■ **What you are asked to do**:
Please quote the records below word for word, leaving out no line.
## start Input data
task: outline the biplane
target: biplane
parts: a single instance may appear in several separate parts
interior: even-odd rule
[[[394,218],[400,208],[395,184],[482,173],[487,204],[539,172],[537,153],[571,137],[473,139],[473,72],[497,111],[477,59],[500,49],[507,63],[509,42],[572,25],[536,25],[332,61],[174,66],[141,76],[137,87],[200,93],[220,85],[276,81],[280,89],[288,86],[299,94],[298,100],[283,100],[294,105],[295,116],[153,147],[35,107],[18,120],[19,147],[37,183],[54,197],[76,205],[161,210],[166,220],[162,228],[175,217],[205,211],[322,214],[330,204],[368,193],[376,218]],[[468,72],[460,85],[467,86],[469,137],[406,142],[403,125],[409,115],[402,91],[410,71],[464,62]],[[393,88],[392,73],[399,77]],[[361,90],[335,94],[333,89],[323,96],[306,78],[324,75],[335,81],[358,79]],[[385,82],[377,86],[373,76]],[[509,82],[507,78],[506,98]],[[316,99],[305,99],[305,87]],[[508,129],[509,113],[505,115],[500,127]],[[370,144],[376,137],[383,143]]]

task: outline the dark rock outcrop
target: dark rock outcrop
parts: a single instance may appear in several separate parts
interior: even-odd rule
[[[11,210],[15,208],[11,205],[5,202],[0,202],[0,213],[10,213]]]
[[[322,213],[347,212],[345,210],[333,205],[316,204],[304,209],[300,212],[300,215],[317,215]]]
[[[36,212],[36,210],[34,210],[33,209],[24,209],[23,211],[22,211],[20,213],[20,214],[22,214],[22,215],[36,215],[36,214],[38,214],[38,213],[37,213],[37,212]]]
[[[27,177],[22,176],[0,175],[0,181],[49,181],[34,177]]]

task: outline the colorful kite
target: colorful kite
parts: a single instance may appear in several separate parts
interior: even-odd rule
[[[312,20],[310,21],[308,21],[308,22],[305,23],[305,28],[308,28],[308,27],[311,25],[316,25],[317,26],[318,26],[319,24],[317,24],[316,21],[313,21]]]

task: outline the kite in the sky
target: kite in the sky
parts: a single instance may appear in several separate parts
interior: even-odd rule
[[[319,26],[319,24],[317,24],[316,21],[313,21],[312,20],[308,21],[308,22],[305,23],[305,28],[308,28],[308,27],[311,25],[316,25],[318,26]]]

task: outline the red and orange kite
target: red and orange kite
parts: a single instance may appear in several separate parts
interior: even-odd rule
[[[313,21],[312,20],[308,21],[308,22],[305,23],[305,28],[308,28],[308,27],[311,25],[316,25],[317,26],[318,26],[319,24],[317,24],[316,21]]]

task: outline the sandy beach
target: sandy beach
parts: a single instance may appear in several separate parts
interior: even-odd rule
## end Input data
■ **Task output**:
task: outline the biplane
target: biplane
parts: a single instance may appear in several separate parts
interior: even-odd rule
[[[394,218],[400,208],[395,184],[482,173],[487,204],[539,172],[537,153],[571,137],[473,139],[473,72],[497,111],[477,59],[500,49],[507,63],[509,42],[572,25],[536,25],[332,61],[174,66],[141,76],[137,87],[200,93],[220,85],[276,81],[280,89],[288,86],[299,94],[298,100],[283,100],[294,105],[295,116],[153,147],[35,107],[18,120],[19,147],[37,183],[54,197],[76,205],[161,210],[166,220],[162,228],[175,217],[205,211],[322,214],[330,204],[368,193],[376,218]],[[468,72],[460,85],[467,86],[469,137],[406,142],[403,125],[409,115],[402,91],[410,71],[464,62]],[[393,88],[392,73],[399,77]],[[361,90],[335,94],[333,89],[323,96],[306,78],[324,75],[335,81],[358,79]],[[385,82],[377,86],[373,76]],[[509,82],[507,78],[506,98]],[[316,99],[305,99],[305,87]],[[508,129],[509,113],[505,115],[500,127]],[[370,144],[376,137],[383,143]]]

task: outline the dark rock outcrop
target: dark rock outcrop
parts: a single instance may appear in several separate parts
interior: even-odd rule
[[[11,210],[15,208],[11,205],[5,202],[0,202],[0,213],[10,213]]]
[[[322,213],[347,212],[345,210],[333,205],[316,204],[304,209],[300,212],[300,215],[317,215]]]
[[[36,212],[36,210],[34,210],[33,209],[24,209],[23,211],[22,211],[20,213],[20,214],[22,214],[22,215],[36,215],[36,214],[38,214],[38,213],[37,213],[37,212]]]
[[[27,177],[22,176],[0,175],[0,181],[49,181],[34,177]]]

task: outline the colorful kite
target: colorful kite
parts: a single instance may appear in several separate parts
interior: even-odd rule
[[[312,20],[310,21],[308,21],[308,22],[305,23],[305,28],[308,28],[308,27],[311,25],[316,25],[317,26],[318,26],[319,24],[317,24],[316,21],[313,21]]]

task: outline the kite in the sky
target: kite in the sky
parts: a single instance may appear in several separate parts
interior: even-odd rule
[[[319,26],[319,24],[317,24],[316,21],[313,21],[312,20],[308,21],[308,22],[305,23],[305,28],[308,28],[308,27],[311,25],[316,25],[318,26]]]

task: outline the red and orange kite
target: red and orange kite
parts: a single instance may appear in several separate parts
interior: even-odd rule
[[[313,21],[312,20],[308,21],[308,22],[305,23],[305,28],[308,28],[308,27],[311,25],[316,25],[317,26],[318,26],[319,24],[317,24],[316,21]]]

task: outline the sandy beach
target: sandy beach
parts: a single instance may appear in several separate parts
interior: even-odd rule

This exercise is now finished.